_Exercises:_
a) Could you copy the Delphi study excerpt word for word from "Acknowledgement: I acknowledge" to "procedure(s) set forth."?
b) Do these statements agree with the Delphi study excerpt? (i) The Round One Questionnaire was mailed to participants on paper. (ii) The first round opens with open-ended questions. (iii) Most Delphi Studies end after the second round. Answer yes or no for each, and quote the deciding words.
c) Can you pick up the Delphi study excerpt after its last sentence and carry it on?

_Source excerpt:_
"""

Acknowledgement: I acknowledge that I have received a copy of this form and
the “Research Participant’s Bill of Rights.”
Consent: I have read the above and understand it and hereby consent to the
procedure(s) set forth.
_______________________
Printed Name of Participant
_______________________ _______________________
Signature of Participant Date
_______________________ _______________________
Signature of Principal Investigator Date
148
APPENDIX C
Delphi Study Round One Questionnaire
Sent to participants electronically via Google Forms:
https://docs.google.com/forms/d/e/1FAIpQLSduQALsinJHAL_WIeTelYVz0Pyx
E3Puc3XwDyIC0NN6VPk48g/viewform?usp=sf_link
Welcome to this Delphi Study on the use of Student Evaluations of Teachers
(SETs) to inform professional development and/or evaluation at the secondary level.
We'll be involved in a few rounds of discussion on what we might put in such surveys
and how they could be used to improve how we evaluate and engage in professional
development with secondary school teachers. For this first round, we'll start with some
open-ended questions. As you answer them, feel free to expand on your responses,
providing insight and justification for your opinions. We'll also have a few more closed-
ended questions to help establish some of the logistics on the implementation and use of
SETs at the secondary level. If you have any questions about the questions, feel free to
contact me.
After I've received the group's responses, I'll be analyzing them and then forming
the second-round survey, where we'll work towards consensus on the content and use of
SETs. Most Delphi Studies end after the third round.
Thank you for your participation in this study. I hope you look forward to
engaging with colleagues on this potentially rich source of information on how to
improve instruction in California high school classrooms.

"""

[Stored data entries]
"""

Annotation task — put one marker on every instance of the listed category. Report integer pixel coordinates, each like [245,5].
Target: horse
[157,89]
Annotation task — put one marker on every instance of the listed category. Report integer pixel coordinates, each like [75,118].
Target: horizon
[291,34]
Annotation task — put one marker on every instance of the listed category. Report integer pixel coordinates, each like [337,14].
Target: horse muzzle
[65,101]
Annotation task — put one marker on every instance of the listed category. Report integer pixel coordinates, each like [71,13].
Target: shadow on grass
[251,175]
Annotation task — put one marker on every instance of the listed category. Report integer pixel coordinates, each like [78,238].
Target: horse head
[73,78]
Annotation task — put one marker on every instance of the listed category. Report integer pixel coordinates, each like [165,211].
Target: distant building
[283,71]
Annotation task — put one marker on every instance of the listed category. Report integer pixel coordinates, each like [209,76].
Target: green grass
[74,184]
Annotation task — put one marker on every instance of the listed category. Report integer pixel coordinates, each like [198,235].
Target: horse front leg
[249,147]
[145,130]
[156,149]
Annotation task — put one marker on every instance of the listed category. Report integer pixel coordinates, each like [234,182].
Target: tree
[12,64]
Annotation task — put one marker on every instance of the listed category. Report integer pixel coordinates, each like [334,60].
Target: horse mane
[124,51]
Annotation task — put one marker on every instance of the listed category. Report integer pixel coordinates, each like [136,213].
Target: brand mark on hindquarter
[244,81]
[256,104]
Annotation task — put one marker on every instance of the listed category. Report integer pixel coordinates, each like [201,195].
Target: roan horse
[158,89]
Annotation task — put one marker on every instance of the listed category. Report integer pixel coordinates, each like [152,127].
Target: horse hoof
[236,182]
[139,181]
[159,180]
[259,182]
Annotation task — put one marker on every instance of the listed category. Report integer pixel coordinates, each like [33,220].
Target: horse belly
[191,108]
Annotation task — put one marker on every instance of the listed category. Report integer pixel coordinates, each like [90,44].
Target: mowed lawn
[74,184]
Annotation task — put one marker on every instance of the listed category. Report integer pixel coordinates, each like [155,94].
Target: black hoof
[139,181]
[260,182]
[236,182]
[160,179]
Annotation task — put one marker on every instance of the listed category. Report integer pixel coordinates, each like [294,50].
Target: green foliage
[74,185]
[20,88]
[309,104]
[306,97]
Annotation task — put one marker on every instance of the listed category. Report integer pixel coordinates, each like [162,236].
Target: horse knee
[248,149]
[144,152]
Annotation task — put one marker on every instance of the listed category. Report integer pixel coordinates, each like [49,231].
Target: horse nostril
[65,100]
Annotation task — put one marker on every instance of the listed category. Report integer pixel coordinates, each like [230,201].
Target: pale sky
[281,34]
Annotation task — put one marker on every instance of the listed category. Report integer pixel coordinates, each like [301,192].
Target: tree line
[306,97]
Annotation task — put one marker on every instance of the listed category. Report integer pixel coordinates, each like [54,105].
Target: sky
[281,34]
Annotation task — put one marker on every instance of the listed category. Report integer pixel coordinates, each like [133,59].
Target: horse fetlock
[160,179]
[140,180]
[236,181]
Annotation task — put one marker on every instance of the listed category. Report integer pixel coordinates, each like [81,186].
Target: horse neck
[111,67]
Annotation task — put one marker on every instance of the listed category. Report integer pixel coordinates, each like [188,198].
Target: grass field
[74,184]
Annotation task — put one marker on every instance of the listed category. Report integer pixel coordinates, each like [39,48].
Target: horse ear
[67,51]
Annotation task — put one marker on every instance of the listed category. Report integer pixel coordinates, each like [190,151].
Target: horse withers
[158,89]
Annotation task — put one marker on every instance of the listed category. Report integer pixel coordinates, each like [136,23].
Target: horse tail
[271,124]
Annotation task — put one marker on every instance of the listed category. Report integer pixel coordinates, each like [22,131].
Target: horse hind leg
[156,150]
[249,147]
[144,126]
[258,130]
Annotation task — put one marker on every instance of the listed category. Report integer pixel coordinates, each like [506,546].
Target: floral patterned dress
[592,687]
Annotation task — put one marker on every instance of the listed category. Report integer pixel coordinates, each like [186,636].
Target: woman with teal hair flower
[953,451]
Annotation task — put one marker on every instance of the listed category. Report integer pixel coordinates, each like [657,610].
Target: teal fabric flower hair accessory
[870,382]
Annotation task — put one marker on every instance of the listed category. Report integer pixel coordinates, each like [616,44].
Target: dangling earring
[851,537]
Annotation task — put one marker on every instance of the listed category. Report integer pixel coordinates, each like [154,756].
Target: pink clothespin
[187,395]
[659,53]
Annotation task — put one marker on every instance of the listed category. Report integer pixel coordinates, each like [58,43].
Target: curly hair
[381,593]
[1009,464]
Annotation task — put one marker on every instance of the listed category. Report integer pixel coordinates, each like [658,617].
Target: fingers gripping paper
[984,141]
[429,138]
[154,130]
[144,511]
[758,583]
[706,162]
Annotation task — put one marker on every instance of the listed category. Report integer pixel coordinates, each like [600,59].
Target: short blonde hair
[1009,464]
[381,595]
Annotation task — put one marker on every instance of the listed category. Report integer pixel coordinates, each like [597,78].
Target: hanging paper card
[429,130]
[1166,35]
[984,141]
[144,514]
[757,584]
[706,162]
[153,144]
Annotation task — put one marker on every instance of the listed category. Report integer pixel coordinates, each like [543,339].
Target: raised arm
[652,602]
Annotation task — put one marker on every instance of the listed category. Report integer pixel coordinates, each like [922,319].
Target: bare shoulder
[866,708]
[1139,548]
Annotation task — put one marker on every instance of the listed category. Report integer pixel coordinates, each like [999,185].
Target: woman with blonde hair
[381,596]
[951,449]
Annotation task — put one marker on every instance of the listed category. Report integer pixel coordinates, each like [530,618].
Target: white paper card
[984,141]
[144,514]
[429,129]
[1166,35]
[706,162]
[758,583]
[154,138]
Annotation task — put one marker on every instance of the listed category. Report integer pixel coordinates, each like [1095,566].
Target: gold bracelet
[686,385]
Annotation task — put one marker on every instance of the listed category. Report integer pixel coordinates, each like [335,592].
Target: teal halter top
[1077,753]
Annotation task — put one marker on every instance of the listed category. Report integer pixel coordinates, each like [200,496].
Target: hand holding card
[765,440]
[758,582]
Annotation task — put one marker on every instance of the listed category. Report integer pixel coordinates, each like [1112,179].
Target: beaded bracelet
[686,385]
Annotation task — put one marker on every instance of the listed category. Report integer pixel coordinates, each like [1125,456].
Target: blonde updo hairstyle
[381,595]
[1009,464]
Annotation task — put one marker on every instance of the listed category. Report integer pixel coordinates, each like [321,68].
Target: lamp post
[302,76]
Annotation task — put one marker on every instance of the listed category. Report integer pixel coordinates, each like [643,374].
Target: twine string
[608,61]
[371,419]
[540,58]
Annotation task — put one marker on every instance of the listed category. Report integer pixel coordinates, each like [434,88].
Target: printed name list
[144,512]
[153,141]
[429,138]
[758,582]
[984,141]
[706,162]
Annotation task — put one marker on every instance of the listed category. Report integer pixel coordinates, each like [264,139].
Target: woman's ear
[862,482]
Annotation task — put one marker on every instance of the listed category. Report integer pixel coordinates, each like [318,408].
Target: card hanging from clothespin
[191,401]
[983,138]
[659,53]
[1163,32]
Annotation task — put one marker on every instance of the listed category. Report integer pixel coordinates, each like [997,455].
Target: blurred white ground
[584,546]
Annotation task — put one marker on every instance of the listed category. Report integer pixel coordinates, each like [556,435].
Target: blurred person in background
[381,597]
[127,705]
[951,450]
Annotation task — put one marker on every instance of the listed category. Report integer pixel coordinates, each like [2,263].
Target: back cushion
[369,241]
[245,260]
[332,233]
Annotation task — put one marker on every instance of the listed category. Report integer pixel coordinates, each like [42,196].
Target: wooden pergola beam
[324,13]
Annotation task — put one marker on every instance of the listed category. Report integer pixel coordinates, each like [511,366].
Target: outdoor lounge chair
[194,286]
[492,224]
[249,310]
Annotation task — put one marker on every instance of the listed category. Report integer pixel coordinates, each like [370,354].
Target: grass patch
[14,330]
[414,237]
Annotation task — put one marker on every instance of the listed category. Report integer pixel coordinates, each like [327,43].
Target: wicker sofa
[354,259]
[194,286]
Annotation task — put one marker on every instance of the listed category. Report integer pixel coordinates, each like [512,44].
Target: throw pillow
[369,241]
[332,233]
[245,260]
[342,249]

"""

_Responses in order:_
a)
Acknowledgement: I acknowledge that I have received a copy of this form and
the “Research Participant’s Bill of Rights.”
Consent: I have read the above and understand it and hereby consent to the
procedure(s) set forth.

b)
(i) No: "Sent to participants electronically via Google Forms"
(ii) Yes: "For this first round, we'll start with some open-ended questions."
(iii) No: "Most Delphi Studies end after the third round."

c)
149
Question 1: If high school students were being surveyed about their teacher’s
work in their class, and that information might be used for evaluation or professional
development purposes, what should we be asking about the teachers? (Feel free to
include as many aspects of instruction as you see fit. Where possible, please provide
justification as to why that aspect should be considered. Also, if you'd like to include the
actual questions you think should be included, please do so.)
Question 2: If these surveys were to be used to inform professional development
practices (either for individuals or groups), when and how often in the school year should
students be surveyed about their teachers?
Question 3: If these surveys were to be used to inform professional development
practices (either for groups or individuals), how should the results be disseminated (i.e.,
who should see them, and in what forum)?
Question 4: How should the results of these surveys be used to improve
instructional practices, either for groups or individuals?
150
Question 5: If these surveys were to be used in the evaluation process, when and
how often in the school year should students be surveyed?
Question 6: If these surveys were to be used in the evaluation process, how much
weight should they carry in the outcome (i.e., what percentage of a teacher's evaluation
score could be based on student survey responses)?
Question 7: What advantages do you see in the use of student surveys to inform
evaluation or professional development practices?
Question 8: What disadvantages do you see in the use of student surveys to
inform evaluation or professional development practices?
151
APPENDIX D
Delphi Study Round Two, Part One Questionnaire
Sent to participants electronically via Google Forms:
https://docs.google.com/forms/d/e/1FAIpQLScfrAL6_uUBXv5i86ALZESLXAV
Air2Mg4Jc-2WAGRvGfp23Nw/viewform?usp=sf_link
Welcome back to the study. This is the first part of the second of three surveys.
In this one, we'll be looking at the answers you gave in the first round and attempting to
come to consensus on some of the issues. If all goes well, we'll have one more round,
and then I'll write up the results and send them out. Thank you for taking part in this.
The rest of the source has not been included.